[Entries shown]

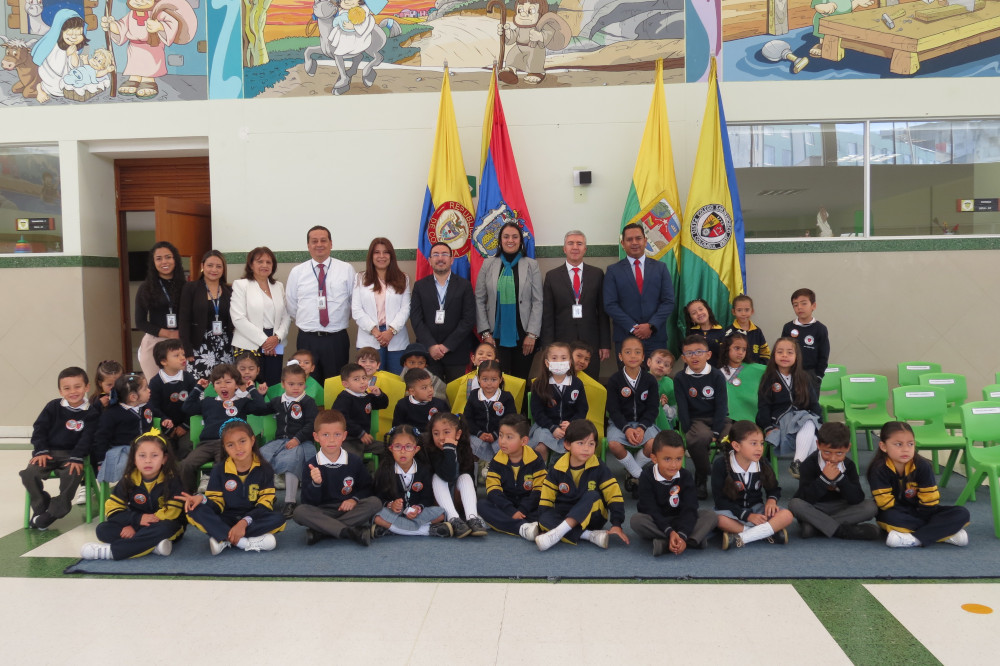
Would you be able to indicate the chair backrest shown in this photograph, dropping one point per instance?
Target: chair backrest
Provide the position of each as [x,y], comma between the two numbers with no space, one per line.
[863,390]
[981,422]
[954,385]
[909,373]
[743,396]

[/Entries shown]

* _Try it_
Nothing should appear in the output except the lines from the one with "Provide the position" through the end of the records above, copied exactly.

* _Response_
Provide the position of each as [x,y], comma between the two numbers with no space, one per line.
[863,390]
[981,422]
[954,385]
[909,373]
[743,396]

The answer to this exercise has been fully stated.